» **LIST OF TASKS**:
a: Copy the passage on Klaus Allofs word for word from "A striker, Allofs" up to and including "League six times.".
b: Continue the passage on Klaus Allofs from the point where it stops.

» **PASSAGE TO READ**:
◇ ◇ ◇ ◇

Klaus Allofs (born 5 December 1956) is a German former professional football player, manager, and executive.

A striker, Allofs was a prolific goalscorer for club and country. He amassed Bundesliga totals of 424 games and 177 goals over the course of 15 seasons (finishing as the league's top scorer on two occasions), playing mainly for Fortuna Düsseldorf and 1. FC Köln. His younger brother, Thomas, was also a professional footballer and also a striker, sometimes on the same team.

Allofs gained nearly 60 caps for West Germany, representing the nation in one World Cup and two European Championships, including the triumphant Euro 1980 tournament.

In 1999, after briefly working as a coach at Fortuna Düsseldorf, he became general manager at former club Werder Bremen, where he, in tandem with head coach Thomas Schaaf, helped the club to great success, winning the double of Bundesliga and DFB-Pokal in 2004, reaching the 2009 UEFA Cup final and qualifying for the UEFA Champions League six times.

◇ ◇ ◇ ◇

» **RECORDS**:
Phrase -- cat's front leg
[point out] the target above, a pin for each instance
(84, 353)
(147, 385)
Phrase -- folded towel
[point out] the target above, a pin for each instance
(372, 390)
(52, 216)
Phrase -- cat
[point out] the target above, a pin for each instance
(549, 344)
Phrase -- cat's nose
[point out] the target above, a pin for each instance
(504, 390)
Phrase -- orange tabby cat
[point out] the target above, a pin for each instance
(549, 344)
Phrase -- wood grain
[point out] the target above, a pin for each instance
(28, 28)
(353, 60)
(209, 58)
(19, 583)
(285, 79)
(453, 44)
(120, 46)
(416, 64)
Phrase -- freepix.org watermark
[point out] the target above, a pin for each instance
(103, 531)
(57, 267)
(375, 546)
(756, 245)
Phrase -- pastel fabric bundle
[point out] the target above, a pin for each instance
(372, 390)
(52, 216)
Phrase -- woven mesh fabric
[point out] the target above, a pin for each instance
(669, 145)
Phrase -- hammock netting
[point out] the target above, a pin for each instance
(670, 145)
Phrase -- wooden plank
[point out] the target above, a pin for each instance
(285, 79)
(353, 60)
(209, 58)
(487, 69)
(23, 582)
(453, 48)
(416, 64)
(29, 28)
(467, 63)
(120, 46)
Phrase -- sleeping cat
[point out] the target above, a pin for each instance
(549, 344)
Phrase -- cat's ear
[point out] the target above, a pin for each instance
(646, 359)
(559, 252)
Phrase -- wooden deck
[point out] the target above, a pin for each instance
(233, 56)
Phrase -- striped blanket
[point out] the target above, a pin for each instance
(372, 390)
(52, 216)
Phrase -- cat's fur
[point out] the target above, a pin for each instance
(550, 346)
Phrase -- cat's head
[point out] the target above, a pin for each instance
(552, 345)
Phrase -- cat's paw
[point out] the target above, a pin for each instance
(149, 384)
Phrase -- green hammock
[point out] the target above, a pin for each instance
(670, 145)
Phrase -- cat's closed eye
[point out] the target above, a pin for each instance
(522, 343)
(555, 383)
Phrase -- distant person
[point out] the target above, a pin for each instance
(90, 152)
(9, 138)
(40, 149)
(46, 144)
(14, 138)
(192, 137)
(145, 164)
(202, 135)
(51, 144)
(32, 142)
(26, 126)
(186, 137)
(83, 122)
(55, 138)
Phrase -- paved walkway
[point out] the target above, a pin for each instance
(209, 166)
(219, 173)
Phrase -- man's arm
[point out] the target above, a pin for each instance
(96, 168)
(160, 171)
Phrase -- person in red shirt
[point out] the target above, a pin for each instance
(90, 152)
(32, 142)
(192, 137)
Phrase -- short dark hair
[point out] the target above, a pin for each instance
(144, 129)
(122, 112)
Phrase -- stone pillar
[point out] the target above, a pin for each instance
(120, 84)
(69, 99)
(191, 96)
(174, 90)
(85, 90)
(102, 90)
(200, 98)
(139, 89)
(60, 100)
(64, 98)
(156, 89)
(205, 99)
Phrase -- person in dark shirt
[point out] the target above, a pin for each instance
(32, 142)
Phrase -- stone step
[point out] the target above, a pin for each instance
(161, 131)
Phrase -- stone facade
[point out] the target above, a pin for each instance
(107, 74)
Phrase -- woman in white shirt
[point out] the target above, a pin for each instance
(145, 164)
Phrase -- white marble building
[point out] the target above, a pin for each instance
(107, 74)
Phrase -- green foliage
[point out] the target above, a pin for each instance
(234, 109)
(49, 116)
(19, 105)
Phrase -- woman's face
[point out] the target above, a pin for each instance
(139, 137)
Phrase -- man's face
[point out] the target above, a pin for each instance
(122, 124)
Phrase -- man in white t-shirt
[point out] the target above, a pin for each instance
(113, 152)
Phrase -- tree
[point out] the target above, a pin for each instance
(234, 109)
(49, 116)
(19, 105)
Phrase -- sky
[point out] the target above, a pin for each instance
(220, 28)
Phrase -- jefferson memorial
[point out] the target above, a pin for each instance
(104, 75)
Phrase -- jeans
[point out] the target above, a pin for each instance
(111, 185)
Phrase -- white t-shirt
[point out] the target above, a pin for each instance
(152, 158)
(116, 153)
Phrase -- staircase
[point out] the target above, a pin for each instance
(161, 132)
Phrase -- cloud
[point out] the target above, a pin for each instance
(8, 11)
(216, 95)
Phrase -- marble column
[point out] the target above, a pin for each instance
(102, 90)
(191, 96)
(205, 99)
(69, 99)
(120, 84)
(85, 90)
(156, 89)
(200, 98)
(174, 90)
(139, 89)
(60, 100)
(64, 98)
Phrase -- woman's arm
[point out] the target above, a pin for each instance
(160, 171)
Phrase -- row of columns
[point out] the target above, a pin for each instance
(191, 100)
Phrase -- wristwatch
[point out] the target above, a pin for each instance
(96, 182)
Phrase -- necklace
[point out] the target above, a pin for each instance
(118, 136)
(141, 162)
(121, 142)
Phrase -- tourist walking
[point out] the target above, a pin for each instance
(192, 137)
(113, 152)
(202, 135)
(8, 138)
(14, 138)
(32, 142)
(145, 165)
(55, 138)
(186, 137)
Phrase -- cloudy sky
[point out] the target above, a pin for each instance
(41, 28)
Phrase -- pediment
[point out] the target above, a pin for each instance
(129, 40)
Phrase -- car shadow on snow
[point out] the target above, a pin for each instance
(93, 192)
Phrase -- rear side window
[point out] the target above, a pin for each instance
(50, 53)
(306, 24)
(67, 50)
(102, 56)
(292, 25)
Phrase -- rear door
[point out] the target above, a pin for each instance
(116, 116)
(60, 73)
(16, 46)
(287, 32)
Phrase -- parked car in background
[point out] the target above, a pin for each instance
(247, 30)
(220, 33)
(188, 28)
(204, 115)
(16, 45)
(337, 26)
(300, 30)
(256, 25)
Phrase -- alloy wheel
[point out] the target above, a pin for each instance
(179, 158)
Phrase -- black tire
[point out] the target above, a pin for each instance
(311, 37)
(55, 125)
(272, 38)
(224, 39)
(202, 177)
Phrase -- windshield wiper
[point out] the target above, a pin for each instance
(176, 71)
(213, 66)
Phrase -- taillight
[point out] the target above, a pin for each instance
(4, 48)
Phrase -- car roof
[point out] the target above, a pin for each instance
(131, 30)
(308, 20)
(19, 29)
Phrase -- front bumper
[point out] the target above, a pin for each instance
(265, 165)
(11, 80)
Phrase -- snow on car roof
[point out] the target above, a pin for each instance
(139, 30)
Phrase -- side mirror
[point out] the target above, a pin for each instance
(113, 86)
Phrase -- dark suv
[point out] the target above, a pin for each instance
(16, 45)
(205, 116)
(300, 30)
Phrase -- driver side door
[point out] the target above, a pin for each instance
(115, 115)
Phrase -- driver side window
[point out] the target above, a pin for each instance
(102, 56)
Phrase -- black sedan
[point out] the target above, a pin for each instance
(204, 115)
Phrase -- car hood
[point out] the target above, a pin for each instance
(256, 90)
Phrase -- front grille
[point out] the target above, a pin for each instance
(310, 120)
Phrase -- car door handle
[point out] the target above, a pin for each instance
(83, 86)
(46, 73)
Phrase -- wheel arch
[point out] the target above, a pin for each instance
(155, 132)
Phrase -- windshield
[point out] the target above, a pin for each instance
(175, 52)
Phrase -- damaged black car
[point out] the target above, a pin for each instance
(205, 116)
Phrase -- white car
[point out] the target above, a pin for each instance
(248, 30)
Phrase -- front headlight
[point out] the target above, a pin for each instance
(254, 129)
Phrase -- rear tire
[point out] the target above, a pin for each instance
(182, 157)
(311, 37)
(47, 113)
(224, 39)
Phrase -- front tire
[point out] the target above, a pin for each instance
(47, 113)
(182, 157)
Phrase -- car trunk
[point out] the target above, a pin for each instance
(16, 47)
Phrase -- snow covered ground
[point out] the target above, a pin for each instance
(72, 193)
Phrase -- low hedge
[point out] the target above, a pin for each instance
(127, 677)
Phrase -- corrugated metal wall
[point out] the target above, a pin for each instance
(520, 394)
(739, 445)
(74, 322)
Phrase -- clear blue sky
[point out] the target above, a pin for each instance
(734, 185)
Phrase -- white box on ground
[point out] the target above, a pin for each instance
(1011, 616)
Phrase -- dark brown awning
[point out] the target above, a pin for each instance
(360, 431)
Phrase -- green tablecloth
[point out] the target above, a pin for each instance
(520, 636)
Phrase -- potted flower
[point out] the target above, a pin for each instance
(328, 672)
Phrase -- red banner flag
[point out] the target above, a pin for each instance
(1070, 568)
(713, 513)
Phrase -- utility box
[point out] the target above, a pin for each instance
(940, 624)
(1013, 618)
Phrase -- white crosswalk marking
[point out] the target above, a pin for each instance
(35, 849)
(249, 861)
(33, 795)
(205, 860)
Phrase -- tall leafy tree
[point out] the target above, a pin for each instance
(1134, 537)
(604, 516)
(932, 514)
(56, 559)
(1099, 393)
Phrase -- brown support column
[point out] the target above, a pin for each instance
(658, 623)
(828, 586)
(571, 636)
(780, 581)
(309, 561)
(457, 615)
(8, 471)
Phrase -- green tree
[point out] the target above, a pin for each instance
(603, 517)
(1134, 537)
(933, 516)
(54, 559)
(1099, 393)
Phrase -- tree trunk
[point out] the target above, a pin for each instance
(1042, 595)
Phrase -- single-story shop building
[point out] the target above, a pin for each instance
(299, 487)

◇ ◇ ◇ ◇

» **THE RESULTS**:
a:
A striker, Allofs was a prolific goalscorer for club and country. He amassed Bundesliga totals of 424 games and 177 goals over the course of 15 seasons (finishing as the league's top scorer on two occasions), playing mainly for Fortuna Düsseldorf and 1. FC Köln. His younger brother, Thomas, was also a professional footballer and also a striker, sometimes on the same team.

Allofs gained nearly 60 caps for West Germany, representing the nation in one World Cup and two European Championships, including the triumphant Euro 1980 tournament.

In 1999, after briefly working as a coach at Fortuna Düsseldorf, he became general manager at former club Werder Bremen, where he, in tandem with head coach Thomas Schaaf, helped the club to great success, winning the double of Bundesliga and DFB-Pokal in 2004, reaching the 2009 UEFA Cup final and qualifying for the UEFA Champions League six times.

b:
Club career
Born in Düsseldorf, Allofs began playing professionally for home team Fortuna Düsseldorf, in 1975. He started his career as an attacking midfielder, and scored nearly 100 overall goals for the club, helping it to consecutive German cup wins, and often playing upfront with sibling Thomas. In 1978–79, he finished as the Bundesliga's top scorer, and also scored three in nine in Fortuna's UEFA Cup Winners' Cup runner-up run, including one in the final, an extra time loss against FC Barcelona.

In 1981 Allofs joined 1. FC Köln, where he continued scoring at an excellent rate. In 1985–86 he only tallied seven times in the league, one goal being from 70 metres out against Bayer Leverkusen (an intended pass to a breakaway forward that bounced over the advancing Leverkusen goalkeeper), but he added nine in as many matches in the UEFA Cup, as the team lost the final on aggregate to Real Madrid. In the following season, he re-partnered with Thomas, then left the country during three years, playing in France with Olympique de Marseille and FC Girondins de Bordeaux.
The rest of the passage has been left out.